EXCERPT PROVIDED -
Academic journal article Journal of Geoscience Education

A Capstone Course in Ecuador: The Andes/Galápagos Volcanology Field Camp Program

Academic journal article Journal of Geoscience Education

A Capstone Course in Ecuador: The Andes/Galápagos Volcanology Field Camp Program

Article excerpt

INTRODUCTION

Geology has always been rooted in the field. For this reason, teaching in the field has been shown to be a particularly effective means of training geologists (Douglas et al., 2009). This is true in an academic sense, but it is also recognized by industry professionals as an important training experience (Anderson and Miskimins, 2006; Puckette and Suneson, 2009). While the practice of taking students into the field might have been camping and exploring in the early days, pedagogical practices have become creative and robust (De Paor and Whitmeyer, 2009) with an emphasis on learning and assessment (e.g., Pyle, 2009). As technology has developed for both data collection in the field and building maps in the office, educators have brought these innovations along into field courses (Vance et al., 2009; Whitmeyer et al., 2009a). Field-based exploration and activities have proven to be strong tools for training both geoscience researchers (de Wet et al., 2009; May et al., 2009) and future geoscience educators (Thomson et al., 2006; Bishop et al., 2009).

PROVIDED MATERIAL -
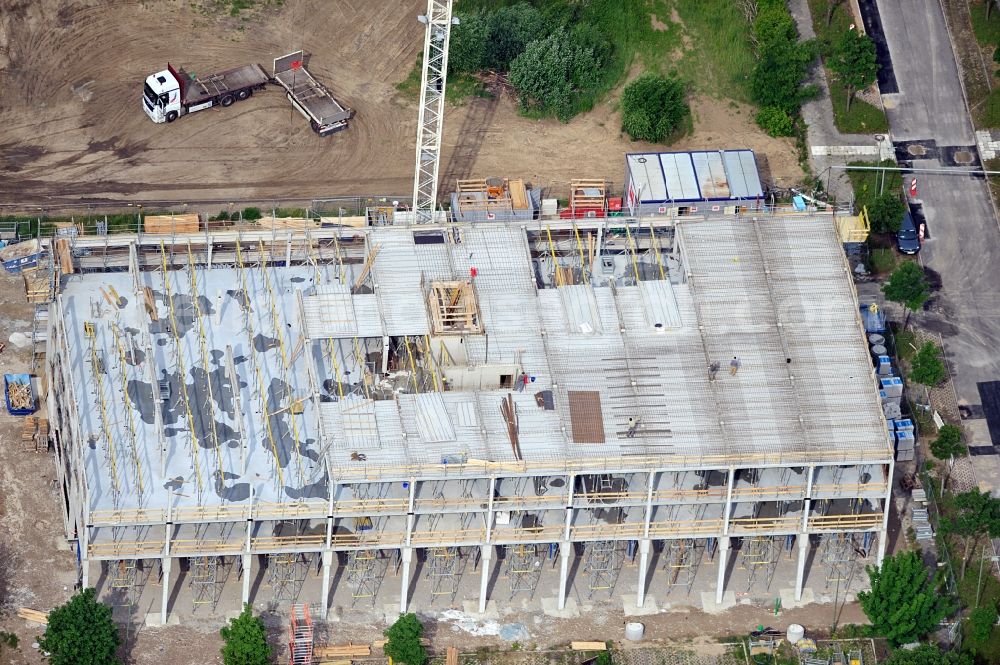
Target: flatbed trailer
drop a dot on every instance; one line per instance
(309, 96)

PROBLEM STATEMENT - In the excerpt on the Ecuador volcanology field camp, which group besides academics recognizes field teaching as an important training experience?

OUTPUT BELOW - Industry professionals